◆ Excerpt provided ◆
┌────────
# Unexplained flyers !



## Ibojoe (Mar 13, 2016)

I'm new to the forum, and have a question. I've been shooting for a while . I'll be shooting pretty good, and all of a sudden for no reason I miss the whole dern catch box!!¡!!!!! The next shot will be fine, anyone ever had this problem? Please help!!!!!!!!


----------



## Viper010 (Apr 21, 2012)

Welcome to the forum.

The problem is most likely in your release. It's very easy to lose concentration once in a while (especially so after a couple of good shots) and be inconsistent in the way you release the ball and pouch.

I would suggest you watch some YouTube videos on the subject (Bill Hayes has some very good ones, among others)

If that doesn't take care of the problem, put a camera on a tripod or have somebody film you while shooting.
└────────
◆ Task instructions ◆
A - In the forum thread above about unexplained flyers, which person does Viper010 name as having some very good YouTube videos on releases?
B - From the unexplained flyers thread, output the portion starting with "# Unexplained flyers" and going on through "(Apr 21, 2012)".
C - Go on with the forum thread about unexplained flyers from the point where it stops.

◆ Given data ◆
┌────────
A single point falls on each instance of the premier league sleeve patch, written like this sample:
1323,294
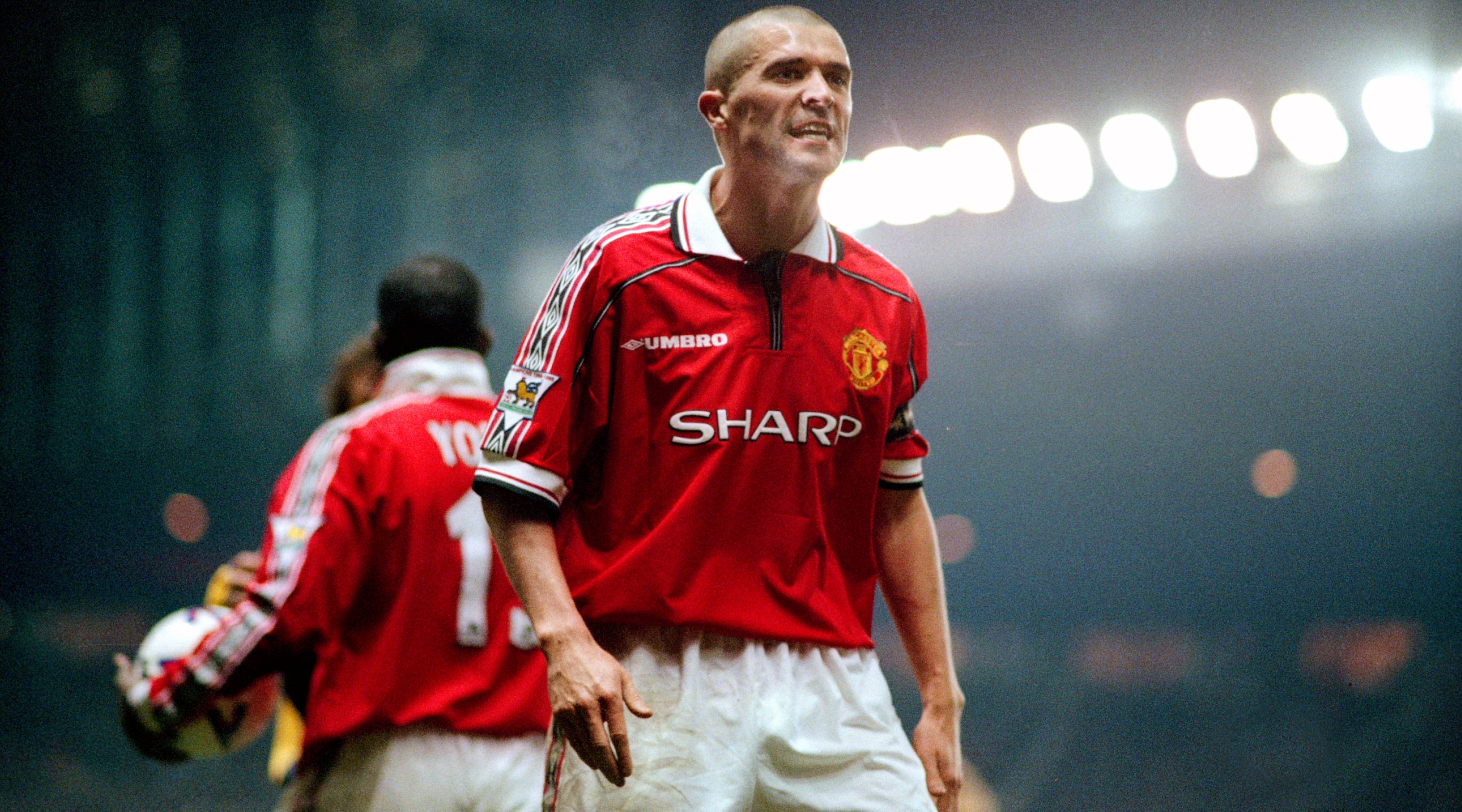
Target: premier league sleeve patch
522,389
└────────
◆ Outputs for the tasks ◆
A - Bill Hayes

B -
# Unexplained flyers !



## Ibojoe (Mar 13, 2016)

I'm new to the forum, and have a question. I've been shooting for a while . I'll be shooting pretty good, and all of a sudden for no reason I miss the whole dern catch box!!¡!!!!! The next shot will be fine, anyone ever had this problem? Please help!!!!!!!!


----------



## Viper010 (Apr 21, 2012)

C -
You can then closely examine the difference between your good shots and your flyers, and the difference in technique between yourself and the grand masters of slingshot shooting such as, for example, Bill Hayes and Treefork.

Good luck, and never forget the most important thing: have fun! 
While you're having fun, learning comes easy. When bogged down in frustration, learning becomes nearly impossible.


----------



## H0w31rd (Oct 29, 2012)

Good answer, maybe also make sure your not flipping or moving your frame.


----------



## Byudzai (Aug 31, 2013)

What elastics are you using? Overly-heavy pull weight can cause early fatigue and increase the likelihood/frequency of technique slips.


----------



## Ibojoe (Mar 13, 2016)

Thanks guys! Great advice!!! I'm not gonna get flustered I'll keep plugging away, only on film. Ill catch one sooner or later. Thanks again!!!!


----------



## Tag (Jun 11, 2014)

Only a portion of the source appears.